*** Material for the task ***

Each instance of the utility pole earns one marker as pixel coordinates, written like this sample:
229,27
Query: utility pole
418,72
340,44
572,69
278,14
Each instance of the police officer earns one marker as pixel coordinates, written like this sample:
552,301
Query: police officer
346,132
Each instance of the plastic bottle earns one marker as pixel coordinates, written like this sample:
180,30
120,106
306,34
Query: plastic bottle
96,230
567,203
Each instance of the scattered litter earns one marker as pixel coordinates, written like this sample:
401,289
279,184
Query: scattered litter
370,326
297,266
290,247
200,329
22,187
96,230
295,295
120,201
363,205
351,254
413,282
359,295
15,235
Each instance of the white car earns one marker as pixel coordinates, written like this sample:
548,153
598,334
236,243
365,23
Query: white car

***

Exercise description
Take the entries above and repeat them verbatim.

The answer
Each instance of the utility pole earns one marker as pixel coordinates, written like this sample:
229,27
Query: utility pole
418,72
340,44
572,69
278,14
Each instance of the police officer earns one marker as pixel coordinates, written like this sample:
552,301
Query: police officer
346,132
Each instance of the plastic bottle earns one marker as pixel coordinates, written like this sample:
180,30
120,106
306,34
Query: plastic bottle
96,230
567,203
Each instance of the scattered litter earns one marker as pixel coordinates, written like this sample:
401,289
279,184
Query: scattered litter
370,326
297,266
290,247
200,329
22,187
96,230
295,295
120,201
363,205
351,254
413,282
359,295
15,235
Each instance of the white car earns one marker as pixel coordinates, written like this sample:
548,153
598,334
236,243
365,23
Query: white car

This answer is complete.